* _HOW TO COMPLETE THIS TASK_: Starting with the line containing "Where can you see the water ripple" and going on through the line containing "Where can you see the small", return the lines of the data below exactly, and only those.

* _Dataset entries_:
Content starts

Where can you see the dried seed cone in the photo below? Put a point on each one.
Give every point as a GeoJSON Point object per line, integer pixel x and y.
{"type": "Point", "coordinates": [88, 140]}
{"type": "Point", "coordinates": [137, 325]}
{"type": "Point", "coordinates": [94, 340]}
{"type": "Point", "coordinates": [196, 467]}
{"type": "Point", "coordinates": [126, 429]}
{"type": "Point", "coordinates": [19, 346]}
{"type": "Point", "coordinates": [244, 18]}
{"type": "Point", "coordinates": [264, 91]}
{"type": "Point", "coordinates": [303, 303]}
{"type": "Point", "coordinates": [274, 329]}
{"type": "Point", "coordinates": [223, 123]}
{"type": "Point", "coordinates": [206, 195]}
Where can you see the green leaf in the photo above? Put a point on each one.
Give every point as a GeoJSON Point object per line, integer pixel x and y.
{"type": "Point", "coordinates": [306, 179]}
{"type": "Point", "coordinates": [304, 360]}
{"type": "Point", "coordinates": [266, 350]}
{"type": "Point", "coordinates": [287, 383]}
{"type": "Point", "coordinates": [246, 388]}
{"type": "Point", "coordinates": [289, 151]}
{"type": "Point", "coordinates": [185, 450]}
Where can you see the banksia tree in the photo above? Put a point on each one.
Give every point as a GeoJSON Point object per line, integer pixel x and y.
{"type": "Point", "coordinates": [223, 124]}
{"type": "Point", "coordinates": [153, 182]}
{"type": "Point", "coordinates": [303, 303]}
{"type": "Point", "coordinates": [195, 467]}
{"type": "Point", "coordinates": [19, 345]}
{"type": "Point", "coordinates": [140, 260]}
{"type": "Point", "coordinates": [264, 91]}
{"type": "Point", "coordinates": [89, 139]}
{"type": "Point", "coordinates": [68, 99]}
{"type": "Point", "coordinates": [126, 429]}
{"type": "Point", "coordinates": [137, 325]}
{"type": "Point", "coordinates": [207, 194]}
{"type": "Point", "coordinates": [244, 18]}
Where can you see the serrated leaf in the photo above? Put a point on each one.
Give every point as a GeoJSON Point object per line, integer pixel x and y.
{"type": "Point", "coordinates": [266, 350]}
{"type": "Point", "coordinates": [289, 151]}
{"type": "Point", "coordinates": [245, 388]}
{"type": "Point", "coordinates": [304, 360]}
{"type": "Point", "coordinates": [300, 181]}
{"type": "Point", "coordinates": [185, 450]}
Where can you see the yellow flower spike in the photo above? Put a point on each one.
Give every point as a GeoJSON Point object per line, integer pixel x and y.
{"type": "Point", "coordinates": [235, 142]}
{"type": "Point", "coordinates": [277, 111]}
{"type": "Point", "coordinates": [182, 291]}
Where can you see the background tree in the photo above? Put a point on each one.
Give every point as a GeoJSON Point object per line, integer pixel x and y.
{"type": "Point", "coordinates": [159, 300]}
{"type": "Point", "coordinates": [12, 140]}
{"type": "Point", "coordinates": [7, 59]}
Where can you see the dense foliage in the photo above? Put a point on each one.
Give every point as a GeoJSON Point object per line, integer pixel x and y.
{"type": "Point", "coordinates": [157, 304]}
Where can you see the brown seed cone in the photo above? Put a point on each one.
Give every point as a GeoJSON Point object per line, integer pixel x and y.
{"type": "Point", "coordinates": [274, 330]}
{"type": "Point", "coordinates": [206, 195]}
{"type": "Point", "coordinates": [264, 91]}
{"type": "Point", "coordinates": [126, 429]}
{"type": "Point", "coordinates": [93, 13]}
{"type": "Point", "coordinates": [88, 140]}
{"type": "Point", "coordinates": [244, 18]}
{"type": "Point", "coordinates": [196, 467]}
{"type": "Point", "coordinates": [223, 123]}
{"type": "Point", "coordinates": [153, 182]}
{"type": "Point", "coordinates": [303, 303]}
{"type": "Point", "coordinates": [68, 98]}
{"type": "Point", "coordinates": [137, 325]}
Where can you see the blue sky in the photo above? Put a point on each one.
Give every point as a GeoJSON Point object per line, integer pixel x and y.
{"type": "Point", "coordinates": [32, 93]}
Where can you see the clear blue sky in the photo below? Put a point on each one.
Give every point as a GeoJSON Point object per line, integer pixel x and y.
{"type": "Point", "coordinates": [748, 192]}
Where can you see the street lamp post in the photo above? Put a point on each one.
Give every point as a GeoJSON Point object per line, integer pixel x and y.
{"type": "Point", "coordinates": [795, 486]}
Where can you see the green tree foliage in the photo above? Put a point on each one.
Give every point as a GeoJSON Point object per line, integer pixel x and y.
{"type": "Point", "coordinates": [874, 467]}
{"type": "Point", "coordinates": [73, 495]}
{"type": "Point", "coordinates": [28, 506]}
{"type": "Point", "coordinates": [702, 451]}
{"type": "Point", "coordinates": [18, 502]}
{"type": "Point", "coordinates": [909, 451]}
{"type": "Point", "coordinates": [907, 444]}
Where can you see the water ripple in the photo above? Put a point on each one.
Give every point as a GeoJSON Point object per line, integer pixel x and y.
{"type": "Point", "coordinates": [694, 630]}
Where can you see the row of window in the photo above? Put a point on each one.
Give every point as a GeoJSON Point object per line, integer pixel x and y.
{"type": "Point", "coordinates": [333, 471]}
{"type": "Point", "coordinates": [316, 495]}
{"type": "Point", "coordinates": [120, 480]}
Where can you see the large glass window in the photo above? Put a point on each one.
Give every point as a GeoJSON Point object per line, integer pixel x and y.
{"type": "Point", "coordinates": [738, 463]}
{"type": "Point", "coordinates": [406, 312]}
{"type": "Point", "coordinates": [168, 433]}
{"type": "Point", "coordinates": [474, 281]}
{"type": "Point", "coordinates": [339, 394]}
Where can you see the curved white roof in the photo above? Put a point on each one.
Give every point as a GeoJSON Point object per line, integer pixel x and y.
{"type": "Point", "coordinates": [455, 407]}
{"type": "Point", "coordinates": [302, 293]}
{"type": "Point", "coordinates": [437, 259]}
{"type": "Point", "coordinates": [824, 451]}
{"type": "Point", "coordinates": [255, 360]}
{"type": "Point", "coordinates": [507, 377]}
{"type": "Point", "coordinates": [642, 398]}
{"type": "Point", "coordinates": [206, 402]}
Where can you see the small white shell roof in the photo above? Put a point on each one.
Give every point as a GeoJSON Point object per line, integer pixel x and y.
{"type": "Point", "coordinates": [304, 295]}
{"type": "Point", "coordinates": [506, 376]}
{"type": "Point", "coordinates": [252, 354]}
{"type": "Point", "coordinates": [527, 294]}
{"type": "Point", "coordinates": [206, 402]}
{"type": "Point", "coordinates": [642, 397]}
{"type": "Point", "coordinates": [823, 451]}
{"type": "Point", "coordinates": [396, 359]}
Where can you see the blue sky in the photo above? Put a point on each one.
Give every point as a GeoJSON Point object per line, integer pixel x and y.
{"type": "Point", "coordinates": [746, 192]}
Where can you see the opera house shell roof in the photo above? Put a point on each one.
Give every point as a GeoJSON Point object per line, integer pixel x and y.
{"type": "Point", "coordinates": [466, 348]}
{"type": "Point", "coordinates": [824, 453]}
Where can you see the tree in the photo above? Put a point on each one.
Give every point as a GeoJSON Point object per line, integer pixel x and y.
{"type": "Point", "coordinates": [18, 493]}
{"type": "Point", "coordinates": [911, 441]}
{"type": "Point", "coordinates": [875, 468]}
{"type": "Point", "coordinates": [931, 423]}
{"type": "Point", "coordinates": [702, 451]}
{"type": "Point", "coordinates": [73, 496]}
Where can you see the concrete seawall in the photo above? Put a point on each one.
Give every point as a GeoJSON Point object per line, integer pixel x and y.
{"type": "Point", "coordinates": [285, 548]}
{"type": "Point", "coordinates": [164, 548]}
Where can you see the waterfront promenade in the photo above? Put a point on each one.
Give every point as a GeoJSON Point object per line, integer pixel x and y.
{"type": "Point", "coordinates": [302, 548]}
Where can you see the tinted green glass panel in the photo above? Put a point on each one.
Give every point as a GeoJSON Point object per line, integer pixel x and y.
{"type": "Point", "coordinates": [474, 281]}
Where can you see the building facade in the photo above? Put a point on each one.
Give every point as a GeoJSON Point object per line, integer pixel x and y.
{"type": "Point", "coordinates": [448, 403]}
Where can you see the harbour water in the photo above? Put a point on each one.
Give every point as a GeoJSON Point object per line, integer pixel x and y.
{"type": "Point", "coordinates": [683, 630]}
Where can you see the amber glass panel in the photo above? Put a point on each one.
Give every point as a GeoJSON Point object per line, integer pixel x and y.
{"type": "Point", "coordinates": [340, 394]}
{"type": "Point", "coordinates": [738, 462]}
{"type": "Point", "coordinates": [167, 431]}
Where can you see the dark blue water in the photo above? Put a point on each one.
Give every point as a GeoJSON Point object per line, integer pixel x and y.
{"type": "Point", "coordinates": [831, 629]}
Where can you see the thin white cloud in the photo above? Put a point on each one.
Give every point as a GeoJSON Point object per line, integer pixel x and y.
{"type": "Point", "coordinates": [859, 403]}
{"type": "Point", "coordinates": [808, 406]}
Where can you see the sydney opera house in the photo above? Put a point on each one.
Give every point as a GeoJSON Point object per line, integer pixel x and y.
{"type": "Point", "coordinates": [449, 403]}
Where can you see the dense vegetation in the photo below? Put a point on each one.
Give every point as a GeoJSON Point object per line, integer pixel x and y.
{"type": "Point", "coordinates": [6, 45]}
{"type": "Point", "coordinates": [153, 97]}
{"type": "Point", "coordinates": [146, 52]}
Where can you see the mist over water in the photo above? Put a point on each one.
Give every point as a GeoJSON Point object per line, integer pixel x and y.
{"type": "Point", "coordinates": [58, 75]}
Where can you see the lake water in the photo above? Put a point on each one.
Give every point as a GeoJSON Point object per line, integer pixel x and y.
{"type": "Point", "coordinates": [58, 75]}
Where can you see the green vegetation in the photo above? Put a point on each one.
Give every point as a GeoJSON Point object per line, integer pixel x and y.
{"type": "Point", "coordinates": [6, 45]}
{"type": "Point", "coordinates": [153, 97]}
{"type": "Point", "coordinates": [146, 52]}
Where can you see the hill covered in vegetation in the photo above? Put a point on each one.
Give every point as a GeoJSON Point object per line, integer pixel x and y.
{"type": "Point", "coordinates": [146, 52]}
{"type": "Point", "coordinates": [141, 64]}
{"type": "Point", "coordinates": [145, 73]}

Content ends

* _SOLUTION TO THE EXERCISE_:
Where can you see the water ripple in the photo above? Put a point on each one.
Give every point as a GeoJSON Point object per line, integer pixel x and y.
{"type": "Point", "coordinates": [694, 630]}
Where can you see the row of window in the photo above? Put a point on each one.
Give every point as a GeoJSON Point object per line, integer pixel x and y.
{"type": "Point", "coordinates": [333, 471]}
{"type": "Point", "coordinates": [316, 495]}
{"type": "Point", "coordinates": [120, 480]}
Where can you see the large glass window in the photo above? Put a point on each one.
Give every point as a GeoJSON Point object per line, integer pixel x and y.
{"type": "Point", "coordinates": [738, 463]}
{"type": "Point", "coordinates": [406, 312]}
{"type": "Point", "coordinates": [168, 433]}
{"type": "Point", "coordinates": [474, 281]}
{"type": "Point", "coordinates": [339, 394]}
Where can you see the curved white roof in the photo above? Put a point on each one.
Give every point as a GeoJSON Point object per line, integer pixel x and y.
{"type": "Point", "coordinates": [455, 407]}
{"type": "Point", "coordinates": [302, 293]}
{"type": "Point", "coordinates": [437, 259]}
{"type": "Point", "coordinates": [824, 451]}
{"type": "Point", "coordinates": [255, 360]}
{"type": "Point", "coordinates": [507, 377]}
{"type": "Point", "coordinates": [642, 398]}
{"type": "Point", "coordinates": [206, 402]}
Where can you see the small white shell roof in the photo above? Put a point on each one.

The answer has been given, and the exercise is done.